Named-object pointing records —
>>>>>
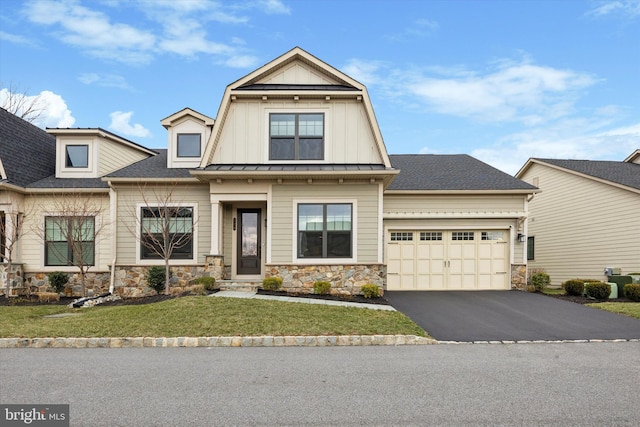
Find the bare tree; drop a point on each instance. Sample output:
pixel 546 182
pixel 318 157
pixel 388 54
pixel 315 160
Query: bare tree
pixel 163 226
pixel 20 103
pixel 11 228
pixel 70 233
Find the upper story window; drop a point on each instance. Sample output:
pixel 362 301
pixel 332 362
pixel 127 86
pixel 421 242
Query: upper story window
pixel 77 156
pixel 188 145
pixel 296 136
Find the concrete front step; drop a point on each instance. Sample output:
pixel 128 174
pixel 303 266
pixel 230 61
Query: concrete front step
pixel 239 285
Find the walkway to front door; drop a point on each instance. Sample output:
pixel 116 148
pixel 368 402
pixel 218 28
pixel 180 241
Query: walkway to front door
pixel 249 242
<<<<<
Give every line of the items above as a Markdown table with two columns, Row and Line, numbering the rows in order and skipping blank lines. Leave the pictures out.

The completed task —
| Row | Line |
|---|---|
| 1 | Find the bare tree; drop a point on each instance. Sample output: |
| 2 | pixel 546 182 |
| 3 | pixel 318 157 |
| 4 | pixel 388 54 |
| 5 | pixel 315 160 |
| 6 | Query: bare tree |
| 7 | pixel 163 226 |
| 8 | pixel 20 103 |
| 9 | pixel 11 228 |
| 10 | pixel 70 233 |
| 11 | Find the upper story window; drop a point on each instance. Sample output: |
| 12 | pixel 362 301 |
| 13 | pixel 332 362 |
| 14 | pixel 127 86 |
| 15 | pixel 421 242 |
| 16 | Query: upper story window |
| 17 | pixel 77 156 |
| 18 | pixel 188 145 |
| 19 | pixel 296 136 |
| 20 | Find the concrete front step; drop a point on each instance. Sample output: |
| 21 | pixel 128 174 |
| 22 | pixel 303 266 |
| 23 | pixel 230 61 |
| 24 | Query: concrete front step |
| 25 | pixel 239 285 |
| 26 | Find the walkway to front door; drop a point on each instance. Sample output: |
| 27 | pixel 116 148 |
| 28 | pixel 368 402 |
| 29 | pixel 218 28 |
| 30 | pixel 180 241 |
| 31 | Query: walkway to front door |
| 32 | pixel 249 242 |